## STATED EXERCISE
Output each entry that follows exactly. Images stay out.

──────────────────────────────

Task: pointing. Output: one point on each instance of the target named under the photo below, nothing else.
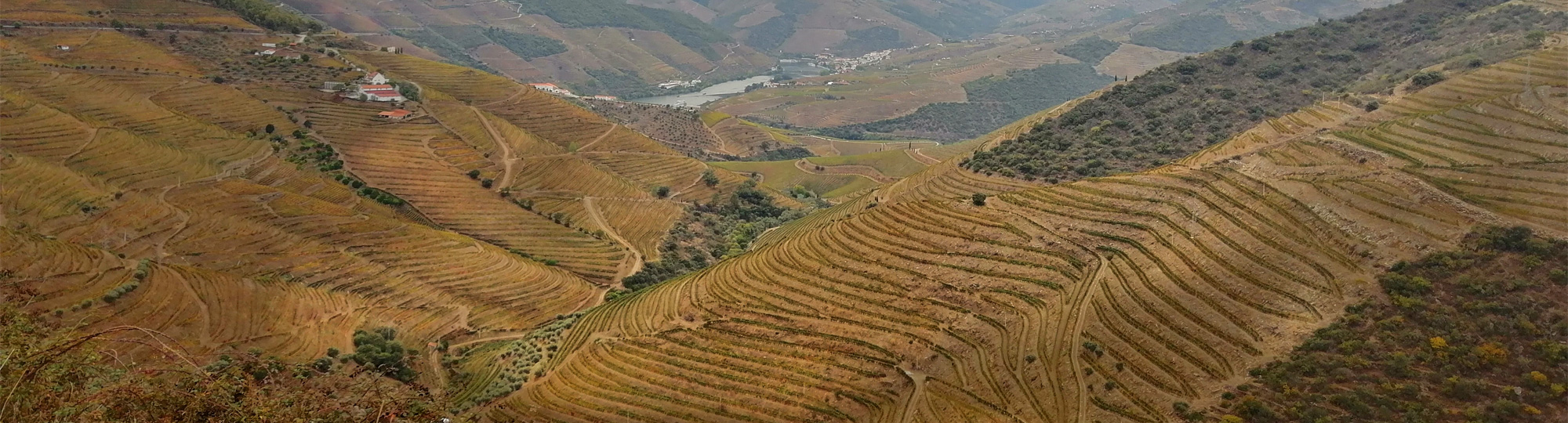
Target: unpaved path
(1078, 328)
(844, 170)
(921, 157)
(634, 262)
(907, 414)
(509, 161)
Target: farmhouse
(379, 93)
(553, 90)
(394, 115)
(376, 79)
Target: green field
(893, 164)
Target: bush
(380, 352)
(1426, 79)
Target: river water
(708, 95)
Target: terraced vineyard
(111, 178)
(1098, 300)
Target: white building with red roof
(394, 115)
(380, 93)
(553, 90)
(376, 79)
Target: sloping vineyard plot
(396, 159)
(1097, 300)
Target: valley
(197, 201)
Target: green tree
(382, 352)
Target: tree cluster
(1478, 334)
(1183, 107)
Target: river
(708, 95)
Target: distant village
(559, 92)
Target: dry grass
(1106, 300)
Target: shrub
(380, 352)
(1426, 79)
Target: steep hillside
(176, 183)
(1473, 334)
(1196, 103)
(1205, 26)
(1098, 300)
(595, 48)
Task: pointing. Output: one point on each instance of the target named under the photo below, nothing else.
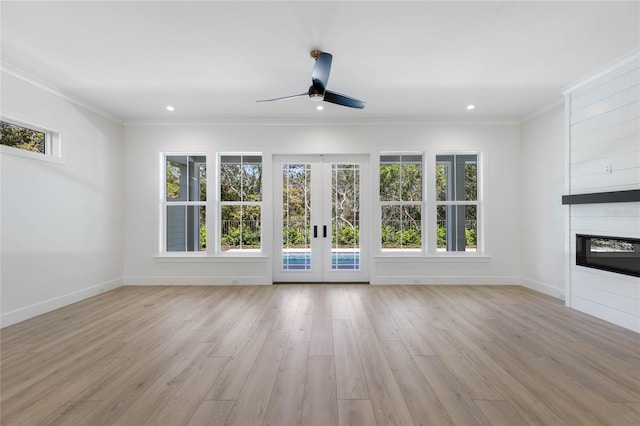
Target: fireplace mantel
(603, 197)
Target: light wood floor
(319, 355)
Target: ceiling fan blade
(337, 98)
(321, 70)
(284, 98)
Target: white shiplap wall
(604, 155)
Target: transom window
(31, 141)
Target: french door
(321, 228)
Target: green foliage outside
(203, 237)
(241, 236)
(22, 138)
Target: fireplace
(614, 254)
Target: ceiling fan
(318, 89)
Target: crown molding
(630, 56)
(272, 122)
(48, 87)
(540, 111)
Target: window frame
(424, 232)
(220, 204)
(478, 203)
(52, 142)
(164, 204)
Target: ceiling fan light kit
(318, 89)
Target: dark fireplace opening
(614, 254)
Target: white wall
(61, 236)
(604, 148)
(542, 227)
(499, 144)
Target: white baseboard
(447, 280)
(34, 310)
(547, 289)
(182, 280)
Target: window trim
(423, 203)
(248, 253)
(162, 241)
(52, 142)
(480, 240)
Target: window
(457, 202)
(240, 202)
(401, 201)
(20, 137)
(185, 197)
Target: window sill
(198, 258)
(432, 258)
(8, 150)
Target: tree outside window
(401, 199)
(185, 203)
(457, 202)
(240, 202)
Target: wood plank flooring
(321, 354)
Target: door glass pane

──────────────────────────────

## TASK RESPONSE
Task: pointing. Output: one point on each instance of the target named under the photo below, nothing else.
Target: unpaved path
(1078, 328)
(844, 170)
(921, 157)
(634, 262)
(907, 414)
(509, 161)
Target: farmhouse
(379, 93)
(553, 90)
(394, 115)
(376, 79)
Target: green field
(893, 164)
Target: bush
(380, 352)
(1426, 79)
Target: river water
(708, 95)
Target: terraced vineyard
(111, 178)
(1098, 300)
Target: white building with red roof
(394, 115)
(380, 93)
(553, 90)
(376, 79)
Target: sloping vineyard plot
(396, 159)
(1097, 300)
Target: valley
(197, 201)
Target: green tree
(382, 352)
Target: tree cluster
(1478, 334)
(1183, 107)
Target: river
(708, 95)
Target: distant village
(559, 92)
Target: dry grass
(1106, 300)
Target: shrub
(380, 352)
(1426, 79)
Target: steep hillside
(176, 183)
(1473, 334)
(1196, 103)
(1205, 26)
(1098, 300)
(595, 48)
Task: pointing. Output: one point on each instance of the target named under the photo below, nothing else.
Target: fireplace mantel
(603, 197)
Target: light wood floor
(319, 355)
Target: ceiling fan blade
(337, 98)
(321, 70)
(284, 98)
Target: white shiplap wall
(604, 155)
Target: transom window
(31, 141)
Target: french door
(321, 228)
Target: green foliage outside
(203, 237)
(241, 236)
(22, 138)
Target: fireplace
(614, 254)
Target: ceiling fan
(318, 89)
Target: crown molding
(630, 56)
(272, 122)
(48, 87)
(540, 111)
Target: window frame
(424, 232)
(220, 204)
(478, 203)
(52, 142)
(164, 204)
Target: ceiling fan light kit
(318, 89)
Target: dark fireplace opening
(614, 254)
Target: white wall
(61, 236)
(604, 148)
(542, 227)
(499, 144)
Target: white baseboard
(447, 280)
(34, 310)
(547, 289)
(182, 280)
Target: window trim
(423, 203)
(248, 253)
(162, 241)
(52, 142)
(480, 240)
Target: window
(457, 202)
(240, 202)
(401, 201)
(20, 137)
(185, 197)
Target: window sill
(198, 258)
(432, 258)
(8, 150)
Target: tree outside window
(401, 199)
(185, 203)
(457, 202)
(240, 202)
Target: wood plank flooring
(321, 354)
Target: door glass pane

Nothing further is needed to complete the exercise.